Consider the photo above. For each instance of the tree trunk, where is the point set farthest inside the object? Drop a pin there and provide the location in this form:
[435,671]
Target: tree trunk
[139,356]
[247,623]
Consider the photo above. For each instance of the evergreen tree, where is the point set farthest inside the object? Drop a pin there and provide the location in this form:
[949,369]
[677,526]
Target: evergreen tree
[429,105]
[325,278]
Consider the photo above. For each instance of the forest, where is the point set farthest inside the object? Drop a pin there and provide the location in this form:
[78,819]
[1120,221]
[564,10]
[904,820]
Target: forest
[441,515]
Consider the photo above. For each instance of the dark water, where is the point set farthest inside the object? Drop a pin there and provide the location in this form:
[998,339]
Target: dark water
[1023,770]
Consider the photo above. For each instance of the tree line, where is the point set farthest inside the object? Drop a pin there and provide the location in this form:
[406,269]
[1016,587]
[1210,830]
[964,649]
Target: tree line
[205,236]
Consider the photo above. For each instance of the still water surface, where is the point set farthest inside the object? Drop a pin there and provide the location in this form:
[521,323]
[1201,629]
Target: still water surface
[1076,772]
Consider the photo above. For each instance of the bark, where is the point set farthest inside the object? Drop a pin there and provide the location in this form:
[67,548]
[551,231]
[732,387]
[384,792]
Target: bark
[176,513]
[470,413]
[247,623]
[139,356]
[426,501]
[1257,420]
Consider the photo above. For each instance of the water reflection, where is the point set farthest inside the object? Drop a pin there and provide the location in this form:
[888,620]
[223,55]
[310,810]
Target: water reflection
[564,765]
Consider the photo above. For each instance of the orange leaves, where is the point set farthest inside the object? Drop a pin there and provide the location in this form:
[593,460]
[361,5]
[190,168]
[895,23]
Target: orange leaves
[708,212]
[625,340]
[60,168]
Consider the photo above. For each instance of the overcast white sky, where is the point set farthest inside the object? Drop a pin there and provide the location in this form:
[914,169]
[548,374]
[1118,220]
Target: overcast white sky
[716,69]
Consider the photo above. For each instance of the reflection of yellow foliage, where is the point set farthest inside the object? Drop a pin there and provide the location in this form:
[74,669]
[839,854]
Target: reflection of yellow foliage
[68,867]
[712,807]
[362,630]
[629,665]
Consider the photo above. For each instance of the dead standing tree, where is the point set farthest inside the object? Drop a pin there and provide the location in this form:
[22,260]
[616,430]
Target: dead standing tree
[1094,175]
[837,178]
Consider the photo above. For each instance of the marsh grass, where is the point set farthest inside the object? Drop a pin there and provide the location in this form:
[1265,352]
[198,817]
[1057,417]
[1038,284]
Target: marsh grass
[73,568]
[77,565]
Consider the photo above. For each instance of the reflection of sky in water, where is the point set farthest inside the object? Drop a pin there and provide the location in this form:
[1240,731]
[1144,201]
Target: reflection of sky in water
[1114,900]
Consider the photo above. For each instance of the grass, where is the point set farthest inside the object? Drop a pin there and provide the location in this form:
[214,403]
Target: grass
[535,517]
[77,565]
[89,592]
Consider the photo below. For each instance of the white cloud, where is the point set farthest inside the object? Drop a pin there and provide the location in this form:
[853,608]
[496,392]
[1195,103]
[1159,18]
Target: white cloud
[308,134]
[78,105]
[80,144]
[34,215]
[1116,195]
######
Recast the rows as a numbered list, starting at the line that contains "Consider the photo above. For each instance of the marsh" and ending at the last line of the rows. Leave out any blank lines.

Correct answer:
1. Consider the photo above. For each instance of the marsh grass, where is the point set farthest inside the object? Drop a pin there and provide the location in this form:
2. [1265,352]
3. [198,817]
4. [1057,417]
5. [1038,284]
6. Target: marsh grass
7. [73,568]
8. [77,565]
9. Consider the photo above. For each instance of the reflection of sky in water, where is the point set farthest inside the object? Drop a pin there and provide the location in this form:
10. [1240,731]
11. [1144,201]
12. Target: reflection of sky in water
13. [1114,900]
14. Consider the photo above. For each instance of the grass, where is the point set farthest inside the object? Drop a pin there and provide the location in this form:
15. [214,403]
16. Target: grass
17. [535,517]
18. [77,565]
19. [89,592]
20. Consider the photo below. For each instance of the white cloud, where is the point set farthest inside the object? Drop a pin there and provide the location in this form:
21. [853,608]
22. [496,392]
23. [1195,103]
24. [1159,18]
25. Target: white cloud
26. [308,134]
27. [78,105]
28. [80,144]
29. [34,215]
30. [1116,195]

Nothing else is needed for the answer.